Excerpt.
******************************
It's no secret that Canada's housing market is heading down an unstable path. For starters, it's 'overheating', demand is extremely strong, and inventories are generally low, all while property values are soaring to levels outside of historical norms -- prompting for calls to policymakers to step in and take action.
Just last month, home sales recorded over Canadian MLS Systems climbed 6.6% between January and February -- and up 39.2% compared with a year ago -- to set another new all-time record. During the same period, the national average home price reached a record $678,091, up 25% from a year earlier.
To further show the state of Canada's housing market, senior vice-president in the Office of the CEO at Royal Bank of Canada, John Stackhouse, shared a new chart that revealed the value of Canadian home resales has now doubled to $45 billion a month.
This comes after values plunged to below $10 billion in 2020 amid the pandemic -- their lowest level in the past ten years.
Not only does the chart perfectly encapsulate the state of Canada's white-hot market, but it also raises concerns and poses the question: where exactly is the market heading?
Earlier this year, RBC economist Robert Hogue said the bank sees little that will stop activity or prices from reaching new heights in the year ahead.
"We forecast the national benchmark price to rise 8.4% to $669,000 and home resales to increase 6.5% to 588,300 units with almost all provinces showing gains," said Hogue.
READ: RBC Calls for Policy Response as Canadian Housing Market Becomes “National Concern”
Then last week, Hogue said that not only is Canada's housing market now a “national concern”, but it also calls for a policy responsenow to avoid the possibility of a costly correction down the road.
Hogue said policymakers need to step in and do something because an overheated housing market threatens to “destabilize the economy down the road if or when a correction occurs, with possible heavy costs for governments.”
“The threat is particularly potent because excessively high price expectations are widespread,” says Hogue, adding that Canada hasn’t had a market overheating of this scope since the late 1980s.
******************************
Information shown.
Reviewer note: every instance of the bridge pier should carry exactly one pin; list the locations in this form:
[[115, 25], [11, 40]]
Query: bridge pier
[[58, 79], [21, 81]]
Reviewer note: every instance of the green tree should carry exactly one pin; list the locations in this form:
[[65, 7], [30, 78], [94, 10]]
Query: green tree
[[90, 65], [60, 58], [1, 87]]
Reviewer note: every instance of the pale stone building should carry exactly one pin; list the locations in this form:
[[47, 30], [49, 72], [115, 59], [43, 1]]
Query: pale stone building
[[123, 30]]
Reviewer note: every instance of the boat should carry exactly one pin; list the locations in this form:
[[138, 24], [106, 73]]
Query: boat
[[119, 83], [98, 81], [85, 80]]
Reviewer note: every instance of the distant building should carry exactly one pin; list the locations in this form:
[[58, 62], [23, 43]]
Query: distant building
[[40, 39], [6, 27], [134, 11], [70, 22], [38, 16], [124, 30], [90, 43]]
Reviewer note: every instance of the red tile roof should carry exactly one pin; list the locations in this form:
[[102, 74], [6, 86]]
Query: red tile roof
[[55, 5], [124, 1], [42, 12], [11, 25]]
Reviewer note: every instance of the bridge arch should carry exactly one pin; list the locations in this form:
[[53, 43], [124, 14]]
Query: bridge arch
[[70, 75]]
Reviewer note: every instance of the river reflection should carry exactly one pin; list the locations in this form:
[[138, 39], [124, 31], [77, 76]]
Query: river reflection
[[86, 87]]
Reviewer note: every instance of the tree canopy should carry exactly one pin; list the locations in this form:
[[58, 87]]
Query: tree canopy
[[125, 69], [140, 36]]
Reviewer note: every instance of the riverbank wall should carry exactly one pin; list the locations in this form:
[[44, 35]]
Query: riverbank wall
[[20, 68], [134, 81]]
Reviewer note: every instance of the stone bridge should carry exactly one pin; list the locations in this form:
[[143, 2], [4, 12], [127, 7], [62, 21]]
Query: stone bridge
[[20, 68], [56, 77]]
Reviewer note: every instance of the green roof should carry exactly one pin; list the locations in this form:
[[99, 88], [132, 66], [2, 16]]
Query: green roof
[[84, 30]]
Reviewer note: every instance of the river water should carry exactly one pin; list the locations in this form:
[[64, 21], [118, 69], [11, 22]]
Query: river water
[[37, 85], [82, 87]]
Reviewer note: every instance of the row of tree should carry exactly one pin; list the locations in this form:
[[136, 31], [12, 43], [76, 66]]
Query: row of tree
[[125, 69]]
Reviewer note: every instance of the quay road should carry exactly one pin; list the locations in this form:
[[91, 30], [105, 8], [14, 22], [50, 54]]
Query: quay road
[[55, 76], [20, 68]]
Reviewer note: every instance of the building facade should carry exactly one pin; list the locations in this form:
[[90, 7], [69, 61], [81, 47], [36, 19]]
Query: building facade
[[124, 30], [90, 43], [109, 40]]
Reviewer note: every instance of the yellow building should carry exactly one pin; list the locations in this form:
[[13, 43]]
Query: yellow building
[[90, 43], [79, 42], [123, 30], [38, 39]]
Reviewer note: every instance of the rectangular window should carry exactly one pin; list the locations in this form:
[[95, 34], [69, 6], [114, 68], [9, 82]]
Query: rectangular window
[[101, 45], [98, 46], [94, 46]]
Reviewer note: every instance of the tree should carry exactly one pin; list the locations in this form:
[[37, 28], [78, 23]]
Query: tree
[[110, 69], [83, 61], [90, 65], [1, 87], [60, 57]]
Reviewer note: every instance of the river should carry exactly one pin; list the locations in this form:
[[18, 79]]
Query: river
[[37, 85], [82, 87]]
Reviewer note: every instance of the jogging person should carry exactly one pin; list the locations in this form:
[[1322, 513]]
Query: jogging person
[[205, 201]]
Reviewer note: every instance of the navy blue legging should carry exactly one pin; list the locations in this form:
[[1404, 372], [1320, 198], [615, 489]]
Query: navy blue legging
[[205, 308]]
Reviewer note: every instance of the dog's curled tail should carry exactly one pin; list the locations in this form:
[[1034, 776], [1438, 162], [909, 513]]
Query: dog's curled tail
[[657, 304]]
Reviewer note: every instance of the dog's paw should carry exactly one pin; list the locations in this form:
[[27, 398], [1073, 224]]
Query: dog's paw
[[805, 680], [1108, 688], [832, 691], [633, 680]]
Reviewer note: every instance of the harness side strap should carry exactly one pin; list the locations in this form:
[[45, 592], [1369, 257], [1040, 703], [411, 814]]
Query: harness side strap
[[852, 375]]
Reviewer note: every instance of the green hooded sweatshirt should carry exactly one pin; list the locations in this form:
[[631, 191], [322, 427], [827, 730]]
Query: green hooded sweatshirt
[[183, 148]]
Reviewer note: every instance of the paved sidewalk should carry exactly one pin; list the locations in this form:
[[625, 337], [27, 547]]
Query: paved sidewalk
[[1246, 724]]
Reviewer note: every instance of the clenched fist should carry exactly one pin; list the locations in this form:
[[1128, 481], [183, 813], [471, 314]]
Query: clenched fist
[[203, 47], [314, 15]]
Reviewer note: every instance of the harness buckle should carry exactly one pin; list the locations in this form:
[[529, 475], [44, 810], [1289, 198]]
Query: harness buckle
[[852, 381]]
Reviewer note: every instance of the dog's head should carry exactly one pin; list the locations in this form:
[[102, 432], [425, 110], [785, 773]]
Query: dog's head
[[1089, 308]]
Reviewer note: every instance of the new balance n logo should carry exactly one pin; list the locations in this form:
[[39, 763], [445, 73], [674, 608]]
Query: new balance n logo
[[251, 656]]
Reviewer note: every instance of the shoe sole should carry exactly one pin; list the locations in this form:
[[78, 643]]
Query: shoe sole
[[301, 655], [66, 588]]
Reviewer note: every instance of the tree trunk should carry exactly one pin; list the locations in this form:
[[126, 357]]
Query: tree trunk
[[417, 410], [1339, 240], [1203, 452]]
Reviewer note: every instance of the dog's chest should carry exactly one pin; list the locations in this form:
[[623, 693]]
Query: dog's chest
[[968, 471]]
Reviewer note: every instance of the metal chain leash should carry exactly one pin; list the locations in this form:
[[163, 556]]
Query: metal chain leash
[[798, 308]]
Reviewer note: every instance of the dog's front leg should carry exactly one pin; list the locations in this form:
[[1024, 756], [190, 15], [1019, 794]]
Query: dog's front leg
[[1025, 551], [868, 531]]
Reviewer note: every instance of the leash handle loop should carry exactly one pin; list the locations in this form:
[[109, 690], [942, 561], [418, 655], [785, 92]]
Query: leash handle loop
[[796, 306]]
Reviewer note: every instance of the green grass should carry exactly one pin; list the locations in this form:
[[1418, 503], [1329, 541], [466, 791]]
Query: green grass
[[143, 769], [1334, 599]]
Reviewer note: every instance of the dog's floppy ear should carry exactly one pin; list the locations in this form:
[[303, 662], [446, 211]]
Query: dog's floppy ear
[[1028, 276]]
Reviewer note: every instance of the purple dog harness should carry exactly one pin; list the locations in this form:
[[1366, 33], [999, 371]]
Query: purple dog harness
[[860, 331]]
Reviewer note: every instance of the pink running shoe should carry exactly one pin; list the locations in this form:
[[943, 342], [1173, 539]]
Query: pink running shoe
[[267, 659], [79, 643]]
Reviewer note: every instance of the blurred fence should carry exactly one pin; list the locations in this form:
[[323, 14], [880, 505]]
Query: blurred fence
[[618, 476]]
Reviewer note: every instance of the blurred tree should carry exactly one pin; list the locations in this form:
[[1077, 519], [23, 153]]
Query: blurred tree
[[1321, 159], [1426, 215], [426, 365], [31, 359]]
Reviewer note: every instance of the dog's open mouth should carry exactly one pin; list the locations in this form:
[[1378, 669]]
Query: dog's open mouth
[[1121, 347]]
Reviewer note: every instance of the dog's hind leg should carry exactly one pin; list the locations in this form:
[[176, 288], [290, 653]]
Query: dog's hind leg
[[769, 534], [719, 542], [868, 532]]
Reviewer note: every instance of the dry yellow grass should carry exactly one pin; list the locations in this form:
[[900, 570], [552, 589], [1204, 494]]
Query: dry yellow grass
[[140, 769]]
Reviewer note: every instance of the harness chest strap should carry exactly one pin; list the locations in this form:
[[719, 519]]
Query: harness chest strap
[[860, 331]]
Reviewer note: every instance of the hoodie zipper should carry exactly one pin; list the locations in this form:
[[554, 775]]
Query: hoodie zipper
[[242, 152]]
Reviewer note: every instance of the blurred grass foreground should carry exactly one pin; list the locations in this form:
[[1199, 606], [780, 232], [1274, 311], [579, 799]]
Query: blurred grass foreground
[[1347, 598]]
******************************
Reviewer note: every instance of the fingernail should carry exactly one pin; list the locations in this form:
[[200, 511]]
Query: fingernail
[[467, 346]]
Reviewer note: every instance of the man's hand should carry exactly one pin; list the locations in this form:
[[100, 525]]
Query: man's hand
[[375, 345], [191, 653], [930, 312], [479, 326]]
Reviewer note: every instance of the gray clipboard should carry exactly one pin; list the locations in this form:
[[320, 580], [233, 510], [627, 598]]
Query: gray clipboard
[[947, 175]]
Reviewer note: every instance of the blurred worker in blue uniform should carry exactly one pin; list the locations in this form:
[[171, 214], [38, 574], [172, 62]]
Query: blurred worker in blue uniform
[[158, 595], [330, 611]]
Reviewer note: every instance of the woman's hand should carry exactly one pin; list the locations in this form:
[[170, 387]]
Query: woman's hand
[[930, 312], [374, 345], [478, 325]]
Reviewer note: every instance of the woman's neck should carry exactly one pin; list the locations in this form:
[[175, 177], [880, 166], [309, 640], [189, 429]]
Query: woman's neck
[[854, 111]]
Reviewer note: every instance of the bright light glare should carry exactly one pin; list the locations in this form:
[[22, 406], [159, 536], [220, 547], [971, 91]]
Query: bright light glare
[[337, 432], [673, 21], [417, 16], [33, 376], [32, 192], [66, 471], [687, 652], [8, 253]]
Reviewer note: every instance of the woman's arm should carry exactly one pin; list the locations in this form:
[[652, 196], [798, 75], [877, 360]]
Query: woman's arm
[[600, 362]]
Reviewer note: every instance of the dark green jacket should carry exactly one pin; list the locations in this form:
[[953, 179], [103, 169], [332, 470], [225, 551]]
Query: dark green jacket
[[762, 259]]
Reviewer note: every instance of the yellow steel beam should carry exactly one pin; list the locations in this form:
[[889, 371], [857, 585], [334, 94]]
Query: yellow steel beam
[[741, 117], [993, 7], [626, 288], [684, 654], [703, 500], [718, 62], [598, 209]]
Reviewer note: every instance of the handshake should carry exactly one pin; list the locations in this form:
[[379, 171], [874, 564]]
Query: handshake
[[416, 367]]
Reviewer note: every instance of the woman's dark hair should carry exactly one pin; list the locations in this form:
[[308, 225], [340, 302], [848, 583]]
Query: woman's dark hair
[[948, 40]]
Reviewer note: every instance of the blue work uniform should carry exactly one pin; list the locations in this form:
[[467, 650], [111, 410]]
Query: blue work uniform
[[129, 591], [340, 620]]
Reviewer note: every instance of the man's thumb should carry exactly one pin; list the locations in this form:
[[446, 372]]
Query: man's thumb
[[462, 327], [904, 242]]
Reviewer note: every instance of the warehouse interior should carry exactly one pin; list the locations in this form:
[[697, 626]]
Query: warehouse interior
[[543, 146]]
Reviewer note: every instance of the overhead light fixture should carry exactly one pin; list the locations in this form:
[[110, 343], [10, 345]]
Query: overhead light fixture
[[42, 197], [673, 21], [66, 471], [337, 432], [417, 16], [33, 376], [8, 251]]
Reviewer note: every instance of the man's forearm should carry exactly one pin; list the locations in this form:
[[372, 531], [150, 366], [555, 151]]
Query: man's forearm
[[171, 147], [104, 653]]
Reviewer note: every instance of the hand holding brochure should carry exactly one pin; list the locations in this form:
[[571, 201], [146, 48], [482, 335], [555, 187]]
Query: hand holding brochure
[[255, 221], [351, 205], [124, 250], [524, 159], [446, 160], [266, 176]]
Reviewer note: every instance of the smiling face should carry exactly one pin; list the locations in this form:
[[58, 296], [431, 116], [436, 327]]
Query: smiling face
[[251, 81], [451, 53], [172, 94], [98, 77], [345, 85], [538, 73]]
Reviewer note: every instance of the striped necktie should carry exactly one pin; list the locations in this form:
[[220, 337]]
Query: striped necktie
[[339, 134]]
******************************
Activity list.
• A. Copy out the passage from the article on Canada's housing market, starting at "It's no secret" and ending at "a year earlier.".
• B. Translate this sentence from the article on Canada's housing market into Spanish: "This comes after values plunged to below $10 billion in 2020 amid the pandemic -- their lowest level in the past ten years."
• C. List every percentage figure that appears in the article on Canada's housing market.

Answers for this exercise.
• A.
It's no secret that Canada's housing market is heading down an unstable path. For starters, it's 'overheating', demand is extremely strong, and inventories are generally low, all while property values are soaring to levels outside of historical norms -- prompting for calls to policymakers to step in and take action.
Just last month, home sales recorded over Canadian MLS Systems climbed 6.6% between January and February -- and up 39.2% compared with a year ago -- to set another new all-time record. During the same period, the national average home price reached a record $678,091, up 25% from a year earlier.

• B. Esto ocurre después de que los valores se desplomaran por debajo de los 10.000 millones de dólares en 2020 en medio de la pandemia, su nivel más bajo de los últimos diez años.

• C.
6.6%
39.2%
25%
8.4%
6.5%